> **Work required**: Format every row below as a two-column CSV with the header instruction,answer. Give one line per row, with its text in the first field and its answer in the second, each field quoted and with line breaks replaced by spaces.

> **Given records**:

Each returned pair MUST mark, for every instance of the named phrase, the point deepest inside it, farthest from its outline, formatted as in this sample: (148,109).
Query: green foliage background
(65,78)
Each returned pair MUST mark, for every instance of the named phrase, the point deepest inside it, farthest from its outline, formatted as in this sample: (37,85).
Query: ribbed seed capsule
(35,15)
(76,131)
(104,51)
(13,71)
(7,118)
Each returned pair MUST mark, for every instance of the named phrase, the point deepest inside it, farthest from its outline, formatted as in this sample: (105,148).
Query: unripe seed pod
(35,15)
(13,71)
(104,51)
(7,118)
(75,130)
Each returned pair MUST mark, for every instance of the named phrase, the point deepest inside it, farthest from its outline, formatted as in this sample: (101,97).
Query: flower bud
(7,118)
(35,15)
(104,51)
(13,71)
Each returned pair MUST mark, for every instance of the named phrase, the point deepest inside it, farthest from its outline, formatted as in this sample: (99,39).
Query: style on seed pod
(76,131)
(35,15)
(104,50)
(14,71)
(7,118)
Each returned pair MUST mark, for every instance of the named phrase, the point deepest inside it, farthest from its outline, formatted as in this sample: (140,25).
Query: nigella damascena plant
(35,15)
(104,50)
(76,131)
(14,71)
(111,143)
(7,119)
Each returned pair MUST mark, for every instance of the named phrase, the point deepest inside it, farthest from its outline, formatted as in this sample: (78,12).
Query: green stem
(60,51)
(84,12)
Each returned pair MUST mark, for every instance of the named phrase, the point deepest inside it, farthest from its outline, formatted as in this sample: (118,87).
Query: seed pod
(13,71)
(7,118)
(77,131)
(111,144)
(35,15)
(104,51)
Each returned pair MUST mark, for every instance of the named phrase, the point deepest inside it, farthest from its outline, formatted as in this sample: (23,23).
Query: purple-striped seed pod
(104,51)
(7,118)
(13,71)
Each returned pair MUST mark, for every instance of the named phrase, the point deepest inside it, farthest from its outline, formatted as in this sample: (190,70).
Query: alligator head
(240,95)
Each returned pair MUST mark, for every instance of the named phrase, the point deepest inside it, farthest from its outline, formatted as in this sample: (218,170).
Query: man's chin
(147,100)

> **Result of the task**:
instruction,answer
"Each returned pair MUST mark, for every instance of the named phrase, the point deepest inside it, farthest from its outline, formatted as in this sample: (148,109). Query: green foliage background","(65,78)"
"Each returned pair MUST mark, for every instance of the named phrase, the point deepest inside it, farthest from its outline, formatted as in this sample: (37,85). Query: ribbed seed capsule","(35,15) (76,131) (104,51) (13,71) (7,118)"
"Each returned pair MUST mark, for every instance of the named phrase, the point deepest inside it, farthest from its outline, formatted as in this sample: (105,148). Query: unripe seed pod","(35,15) (13,71) (104,51) (7,118) (75,130)"
"Each returned pair MUST mark, for every instance of the named phrase, the point deepest inside it, farthest from its outline, formatted as in this sample: (101,97). Query: flower bud","(7,118) (35,15) (104,51) (13,71)"
"Each returned pair MUST mark, for every instance of the named phrase, the point deepest inside it, farthest from its outline, formatted as in this sample: (99,39). Query: style on seed pod","(76,131) (35,15) (104,50) (14,71) (7,118)"
"Each returned pair MUST mark, for every instance of the named phrase, the point deepest inside it, farthest from its outline, formatted as in this sample: (140,25). Query: nigella damascena plant","(35,15) (104,50) (76,131) (14,71) (111,143) (7,119)"
"Each returned pair MUST mark, for every instance of the named phrase, the point deepest inside it, farthest from its outline, formatted as in this sample: (78,12). Query: green stem","(60,51) (84,12)"
"Each returned pair MUST mark, for every instance of the named phrase, the point deepest inside it, farthest from its outline, formatted as in this sample: (118,87). Query: seed pod","(13,71) (7,118) (77,131) (111,144) (35,15) (104,51)"
"Each returned pair MUST mark, for every instance of the named phrase, the point deepest inside it, farthest from its outline, formatted as in this sample: (23,23). Query: purple-striped seed pod","(104,51) (7,118) (13,71)"
"Each returned pair MUST mark, for every instance of the named phrase, the point deepest inside it, farthest from its outline, formatted as in this sample: (190,70). Query: alligator head","(240,95)"
"Each returned pair MUST mark, for every instance of the named phrase, the point deepest inside it, farthest from its outline, formatted as in this sample: (218,170). Query: man's chin","(147,100)"